Everything from the line containing "Reviewer note: every instance of the white wide-brim" through the last line of the records below should be printed exactly, please, and nothing else.
--- START OF MATERIAL FOR THIS EXERCISE ---
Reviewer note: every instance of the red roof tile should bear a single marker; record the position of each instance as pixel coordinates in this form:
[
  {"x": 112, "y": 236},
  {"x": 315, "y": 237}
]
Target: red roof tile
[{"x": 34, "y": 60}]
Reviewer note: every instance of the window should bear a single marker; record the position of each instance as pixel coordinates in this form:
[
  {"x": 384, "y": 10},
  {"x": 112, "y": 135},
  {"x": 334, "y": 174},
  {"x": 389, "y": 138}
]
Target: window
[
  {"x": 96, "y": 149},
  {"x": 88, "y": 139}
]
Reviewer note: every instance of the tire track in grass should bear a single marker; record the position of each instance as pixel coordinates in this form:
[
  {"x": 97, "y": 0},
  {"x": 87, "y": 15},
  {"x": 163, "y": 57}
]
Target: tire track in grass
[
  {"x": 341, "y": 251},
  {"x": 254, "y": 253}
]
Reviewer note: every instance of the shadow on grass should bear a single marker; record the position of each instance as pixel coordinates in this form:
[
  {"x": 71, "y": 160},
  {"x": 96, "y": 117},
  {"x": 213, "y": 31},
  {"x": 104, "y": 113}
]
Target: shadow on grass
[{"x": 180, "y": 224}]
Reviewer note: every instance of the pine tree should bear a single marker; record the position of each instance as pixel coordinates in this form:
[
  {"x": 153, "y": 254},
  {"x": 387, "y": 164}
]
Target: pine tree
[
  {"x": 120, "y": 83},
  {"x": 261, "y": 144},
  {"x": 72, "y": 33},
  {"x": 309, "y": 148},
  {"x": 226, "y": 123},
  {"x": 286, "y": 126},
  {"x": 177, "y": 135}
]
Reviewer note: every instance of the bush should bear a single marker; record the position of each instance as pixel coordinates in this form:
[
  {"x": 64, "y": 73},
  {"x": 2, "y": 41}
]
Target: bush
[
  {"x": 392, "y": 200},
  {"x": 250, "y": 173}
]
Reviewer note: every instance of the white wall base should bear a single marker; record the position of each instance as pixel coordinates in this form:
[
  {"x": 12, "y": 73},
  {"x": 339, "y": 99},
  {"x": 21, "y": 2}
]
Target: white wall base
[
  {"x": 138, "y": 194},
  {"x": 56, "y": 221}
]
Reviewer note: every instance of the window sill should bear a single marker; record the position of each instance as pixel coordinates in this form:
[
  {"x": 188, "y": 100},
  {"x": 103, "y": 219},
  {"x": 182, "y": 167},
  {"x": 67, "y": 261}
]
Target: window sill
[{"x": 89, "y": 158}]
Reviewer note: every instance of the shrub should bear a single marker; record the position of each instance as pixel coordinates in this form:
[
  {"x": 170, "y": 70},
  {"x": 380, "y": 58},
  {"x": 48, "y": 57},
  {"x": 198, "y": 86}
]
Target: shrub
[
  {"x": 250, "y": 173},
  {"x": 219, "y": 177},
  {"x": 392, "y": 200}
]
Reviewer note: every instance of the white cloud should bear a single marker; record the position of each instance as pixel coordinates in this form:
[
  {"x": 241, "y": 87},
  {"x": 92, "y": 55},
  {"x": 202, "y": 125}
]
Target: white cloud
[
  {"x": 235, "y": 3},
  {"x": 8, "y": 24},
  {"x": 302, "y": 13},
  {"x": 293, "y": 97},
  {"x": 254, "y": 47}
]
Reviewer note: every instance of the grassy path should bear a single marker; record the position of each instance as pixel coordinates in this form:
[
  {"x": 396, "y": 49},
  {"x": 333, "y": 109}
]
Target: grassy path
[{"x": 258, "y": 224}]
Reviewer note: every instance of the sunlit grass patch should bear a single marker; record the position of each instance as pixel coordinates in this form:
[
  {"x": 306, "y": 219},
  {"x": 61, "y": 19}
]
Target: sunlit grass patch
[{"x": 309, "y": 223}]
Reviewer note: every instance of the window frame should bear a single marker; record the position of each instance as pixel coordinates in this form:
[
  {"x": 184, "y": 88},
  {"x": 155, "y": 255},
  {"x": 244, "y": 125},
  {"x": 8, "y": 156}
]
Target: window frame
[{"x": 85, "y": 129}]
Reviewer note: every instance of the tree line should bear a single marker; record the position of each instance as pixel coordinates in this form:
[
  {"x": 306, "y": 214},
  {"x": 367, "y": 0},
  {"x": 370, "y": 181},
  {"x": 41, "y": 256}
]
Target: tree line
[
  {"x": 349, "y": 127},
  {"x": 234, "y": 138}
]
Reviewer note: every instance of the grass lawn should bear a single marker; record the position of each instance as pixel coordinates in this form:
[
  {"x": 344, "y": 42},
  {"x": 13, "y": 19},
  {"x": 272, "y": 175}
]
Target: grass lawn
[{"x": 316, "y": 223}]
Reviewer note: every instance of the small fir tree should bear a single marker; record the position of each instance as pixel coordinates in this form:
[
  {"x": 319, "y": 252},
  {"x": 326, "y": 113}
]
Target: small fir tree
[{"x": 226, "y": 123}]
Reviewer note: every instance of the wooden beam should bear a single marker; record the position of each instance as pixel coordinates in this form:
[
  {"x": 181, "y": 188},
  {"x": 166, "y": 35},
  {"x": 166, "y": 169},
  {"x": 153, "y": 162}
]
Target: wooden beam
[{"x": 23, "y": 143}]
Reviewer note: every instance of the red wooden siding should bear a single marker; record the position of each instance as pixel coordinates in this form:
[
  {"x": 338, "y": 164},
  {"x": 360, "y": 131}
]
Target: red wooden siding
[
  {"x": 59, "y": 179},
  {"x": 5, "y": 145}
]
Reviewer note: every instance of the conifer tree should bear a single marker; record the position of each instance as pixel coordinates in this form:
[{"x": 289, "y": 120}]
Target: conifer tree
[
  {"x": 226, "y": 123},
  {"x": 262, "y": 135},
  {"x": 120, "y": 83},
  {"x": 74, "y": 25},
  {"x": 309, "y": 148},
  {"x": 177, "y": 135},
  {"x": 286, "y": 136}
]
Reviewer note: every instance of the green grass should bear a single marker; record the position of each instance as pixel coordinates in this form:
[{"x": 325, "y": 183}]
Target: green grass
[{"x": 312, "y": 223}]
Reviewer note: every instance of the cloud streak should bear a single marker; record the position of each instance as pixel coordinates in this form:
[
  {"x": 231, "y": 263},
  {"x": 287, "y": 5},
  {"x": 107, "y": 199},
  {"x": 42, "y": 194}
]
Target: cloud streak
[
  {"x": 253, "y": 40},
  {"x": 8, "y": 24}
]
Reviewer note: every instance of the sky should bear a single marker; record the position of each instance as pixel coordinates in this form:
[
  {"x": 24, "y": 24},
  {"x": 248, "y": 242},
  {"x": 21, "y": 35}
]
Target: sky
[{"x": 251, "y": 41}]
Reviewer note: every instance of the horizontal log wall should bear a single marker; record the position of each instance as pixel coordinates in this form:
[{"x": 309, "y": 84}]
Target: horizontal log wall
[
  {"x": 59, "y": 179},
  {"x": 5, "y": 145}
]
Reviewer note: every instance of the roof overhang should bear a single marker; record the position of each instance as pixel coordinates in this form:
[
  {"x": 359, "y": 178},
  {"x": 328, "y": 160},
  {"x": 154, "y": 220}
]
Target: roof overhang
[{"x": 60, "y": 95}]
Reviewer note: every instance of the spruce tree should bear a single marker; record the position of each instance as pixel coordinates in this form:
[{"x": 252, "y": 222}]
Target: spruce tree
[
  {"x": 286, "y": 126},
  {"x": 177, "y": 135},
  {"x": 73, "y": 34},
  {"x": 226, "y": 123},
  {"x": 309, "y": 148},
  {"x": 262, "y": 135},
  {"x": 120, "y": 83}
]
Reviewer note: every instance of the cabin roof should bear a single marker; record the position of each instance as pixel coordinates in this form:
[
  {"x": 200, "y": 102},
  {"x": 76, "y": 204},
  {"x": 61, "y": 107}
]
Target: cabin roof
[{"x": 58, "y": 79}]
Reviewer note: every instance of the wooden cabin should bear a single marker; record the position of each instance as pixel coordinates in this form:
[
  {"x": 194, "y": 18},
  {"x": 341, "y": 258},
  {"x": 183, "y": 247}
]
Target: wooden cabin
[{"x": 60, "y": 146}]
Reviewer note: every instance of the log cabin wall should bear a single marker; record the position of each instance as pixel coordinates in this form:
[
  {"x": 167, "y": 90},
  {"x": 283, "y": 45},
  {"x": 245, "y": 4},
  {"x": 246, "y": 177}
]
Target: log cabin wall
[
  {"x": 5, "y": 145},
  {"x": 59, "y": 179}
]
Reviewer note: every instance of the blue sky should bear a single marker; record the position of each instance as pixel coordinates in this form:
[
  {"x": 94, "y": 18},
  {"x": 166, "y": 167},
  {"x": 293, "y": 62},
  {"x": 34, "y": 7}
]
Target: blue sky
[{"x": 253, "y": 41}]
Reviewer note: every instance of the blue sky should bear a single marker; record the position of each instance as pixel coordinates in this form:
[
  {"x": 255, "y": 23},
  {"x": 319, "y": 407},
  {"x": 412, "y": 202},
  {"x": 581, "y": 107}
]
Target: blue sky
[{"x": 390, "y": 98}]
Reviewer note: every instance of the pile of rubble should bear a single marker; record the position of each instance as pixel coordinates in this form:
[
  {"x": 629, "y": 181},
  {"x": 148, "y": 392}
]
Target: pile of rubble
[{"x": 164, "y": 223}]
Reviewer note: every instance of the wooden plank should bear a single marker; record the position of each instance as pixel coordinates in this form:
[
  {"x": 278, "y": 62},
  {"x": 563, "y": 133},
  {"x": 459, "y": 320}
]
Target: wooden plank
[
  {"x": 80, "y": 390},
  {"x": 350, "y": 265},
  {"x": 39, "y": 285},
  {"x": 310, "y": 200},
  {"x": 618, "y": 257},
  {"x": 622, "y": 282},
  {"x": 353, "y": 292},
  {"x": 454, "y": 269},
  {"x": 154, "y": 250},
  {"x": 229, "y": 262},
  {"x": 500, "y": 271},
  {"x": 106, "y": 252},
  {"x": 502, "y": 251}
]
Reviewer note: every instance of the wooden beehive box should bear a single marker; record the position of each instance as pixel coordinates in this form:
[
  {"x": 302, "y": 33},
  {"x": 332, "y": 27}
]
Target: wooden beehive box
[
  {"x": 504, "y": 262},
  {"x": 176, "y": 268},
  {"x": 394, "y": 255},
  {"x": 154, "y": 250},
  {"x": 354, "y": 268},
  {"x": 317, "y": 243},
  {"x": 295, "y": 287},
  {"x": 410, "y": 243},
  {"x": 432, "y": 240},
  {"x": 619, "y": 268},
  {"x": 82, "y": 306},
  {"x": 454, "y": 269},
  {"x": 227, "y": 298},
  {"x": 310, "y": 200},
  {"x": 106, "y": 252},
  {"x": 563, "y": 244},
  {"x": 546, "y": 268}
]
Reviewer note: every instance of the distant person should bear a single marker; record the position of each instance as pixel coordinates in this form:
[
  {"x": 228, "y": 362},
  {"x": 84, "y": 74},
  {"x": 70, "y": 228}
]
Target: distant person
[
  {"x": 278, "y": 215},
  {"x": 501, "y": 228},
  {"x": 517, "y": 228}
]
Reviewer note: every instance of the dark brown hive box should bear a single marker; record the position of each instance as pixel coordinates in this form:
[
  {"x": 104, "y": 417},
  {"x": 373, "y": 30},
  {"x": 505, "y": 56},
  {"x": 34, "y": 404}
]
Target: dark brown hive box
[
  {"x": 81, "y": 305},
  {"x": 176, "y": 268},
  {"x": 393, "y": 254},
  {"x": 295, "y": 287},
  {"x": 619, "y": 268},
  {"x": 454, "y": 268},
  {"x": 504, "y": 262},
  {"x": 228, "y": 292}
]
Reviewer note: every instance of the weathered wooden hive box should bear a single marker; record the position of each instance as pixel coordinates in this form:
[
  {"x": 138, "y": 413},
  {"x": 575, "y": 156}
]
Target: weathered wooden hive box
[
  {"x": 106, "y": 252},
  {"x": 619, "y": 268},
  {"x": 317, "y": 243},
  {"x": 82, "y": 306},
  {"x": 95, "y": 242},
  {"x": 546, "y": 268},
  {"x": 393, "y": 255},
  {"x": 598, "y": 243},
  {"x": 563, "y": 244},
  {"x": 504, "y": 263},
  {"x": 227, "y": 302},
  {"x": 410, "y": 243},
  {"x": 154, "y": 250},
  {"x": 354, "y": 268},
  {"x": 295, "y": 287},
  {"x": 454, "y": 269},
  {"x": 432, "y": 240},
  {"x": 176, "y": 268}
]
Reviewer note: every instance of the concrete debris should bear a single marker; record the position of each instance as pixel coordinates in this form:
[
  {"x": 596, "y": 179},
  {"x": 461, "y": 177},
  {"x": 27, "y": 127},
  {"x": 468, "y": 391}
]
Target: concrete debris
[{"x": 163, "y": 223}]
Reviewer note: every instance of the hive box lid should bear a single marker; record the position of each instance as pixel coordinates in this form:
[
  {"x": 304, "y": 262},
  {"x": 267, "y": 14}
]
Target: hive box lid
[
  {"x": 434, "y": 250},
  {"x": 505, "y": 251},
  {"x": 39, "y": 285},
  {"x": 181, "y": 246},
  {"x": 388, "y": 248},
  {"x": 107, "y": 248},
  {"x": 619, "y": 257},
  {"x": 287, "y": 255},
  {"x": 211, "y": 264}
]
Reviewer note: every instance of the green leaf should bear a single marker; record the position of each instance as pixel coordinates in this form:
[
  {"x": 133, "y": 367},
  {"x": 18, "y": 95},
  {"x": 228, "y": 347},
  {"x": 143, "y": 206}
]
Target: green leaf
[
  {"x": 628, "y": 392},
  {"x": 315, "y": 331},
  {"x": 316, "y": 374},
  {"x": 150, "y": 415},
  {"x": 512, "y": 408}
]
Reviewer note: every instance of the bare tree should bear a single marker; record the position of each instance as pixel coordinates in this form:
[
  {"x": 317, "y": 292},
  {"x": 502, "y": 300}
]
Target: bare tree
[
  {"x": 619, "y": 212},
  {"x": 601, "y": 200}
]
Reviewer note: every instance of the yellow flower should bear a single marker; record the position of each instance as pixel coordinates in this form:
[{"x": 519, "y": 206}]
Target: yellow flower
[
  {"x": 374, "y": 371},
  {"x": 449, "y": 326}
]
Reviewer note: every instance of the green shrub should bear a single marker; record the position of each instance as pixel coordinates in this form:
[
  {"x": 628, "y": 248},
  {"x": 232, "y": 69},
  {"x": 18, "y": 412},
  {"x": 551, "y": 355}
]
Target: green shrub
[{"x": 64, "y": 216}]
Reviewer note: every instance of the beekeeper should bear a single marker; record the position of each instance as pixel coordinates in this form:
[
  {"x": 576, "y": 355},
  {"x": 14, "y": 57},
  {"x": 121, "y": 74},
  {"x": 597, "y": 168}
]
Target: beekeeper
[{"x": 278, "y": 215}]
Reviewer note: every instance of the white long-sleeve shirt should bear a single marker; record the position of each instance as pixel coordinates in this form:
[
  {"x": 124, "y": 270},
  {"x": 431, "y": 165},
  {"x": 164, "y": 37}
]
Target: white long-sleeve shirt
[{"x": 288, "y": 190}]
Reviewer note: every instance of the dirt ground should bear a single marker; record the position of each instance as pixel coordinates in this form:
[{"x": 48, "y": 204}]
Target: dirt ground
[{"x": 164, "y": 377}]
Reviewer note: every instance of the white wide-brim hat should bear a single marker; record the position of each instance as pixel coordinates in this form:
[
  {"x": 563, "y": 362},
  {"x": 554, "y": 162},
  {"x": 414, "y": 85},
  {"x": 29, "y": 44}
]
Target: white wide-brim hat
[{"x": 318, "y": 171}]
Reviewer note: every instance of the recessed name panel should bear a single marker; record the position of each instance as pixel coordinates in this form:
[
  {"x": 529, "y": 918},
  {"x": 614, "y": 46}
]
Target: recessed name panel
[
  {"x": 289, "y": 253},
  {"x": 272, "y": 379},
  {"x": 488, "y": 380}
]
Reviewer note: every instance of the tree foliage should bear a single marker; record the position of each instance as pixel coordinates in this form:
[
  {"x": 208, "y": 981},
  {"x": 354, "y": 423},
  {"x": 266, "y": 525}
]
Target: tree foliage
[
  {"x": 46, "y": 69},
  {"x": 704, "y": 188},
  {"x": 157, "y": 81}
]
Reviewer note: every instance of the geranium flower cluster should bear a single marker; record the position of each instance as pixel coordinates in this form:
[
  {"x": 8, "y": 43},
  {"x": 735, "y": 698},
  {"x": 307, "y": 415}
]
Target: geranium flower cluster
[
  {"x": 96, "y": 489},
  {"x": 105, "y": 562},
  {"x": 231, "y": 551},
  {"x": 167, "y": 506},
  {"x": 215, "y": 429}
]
--- END OF MATERIAL FOR THIS EXERCISE ---
= FINAL RESULT =
Reviewer note: every instance of the white wide-brim hat should bear a single marker; record the position of each instance as pixel coordinates in this form:
[
  {"x": 563, "y": 362},
  {"x": 554, "y": 162},
  {"x": 414, "y": 85},
  {"x": 29, "y": 44}
]
Target: white wide-brim hat
[{"x": 318, "y": 171}]
Reviewer note: every instance of the recessed name panel should bear a single marker; record the position of each instance as pixel coordinates in this form:
[
  {"x": 529, "y": 918},
  {"x": 614, "y": 46}
]
Target: recessed name panel
[
  {"x": 289, "y": 253},
  {"x": 272, "y": 379},
  {"x": 488, "y": 380}
]
Reviewer note: every instance of the tree foliage should bear a single marker; record the position of each instance as pixel coordinates in this form:
[
  {"x": 208, "y": 981},
  {"x": 354, "y": 423},
  {"x": 266, "y": 525}
]
Target: tree foliage
[
  {"x": 46, "y": 69},
  {"x": 704, "y": 188},
  {"x": 157, "y": 81}
]
Reviewer note: every instance of the geranium flower cluster should bear a single marker; record the position of each instance as pixel coordinates in this form:
[
  {"x": 8, "y": 43},
  {"x": 735, "y": 698},
  {"x": 307, "y": 415}
]
Target: geranium flower cluster
[
  {"x": 96, "y": 489},
  {"x": 105, "y": 562},
  {"x": 231, "y": 551},
  {"x": 167, "y": 506},
  {"x": 215, "y": 429}
]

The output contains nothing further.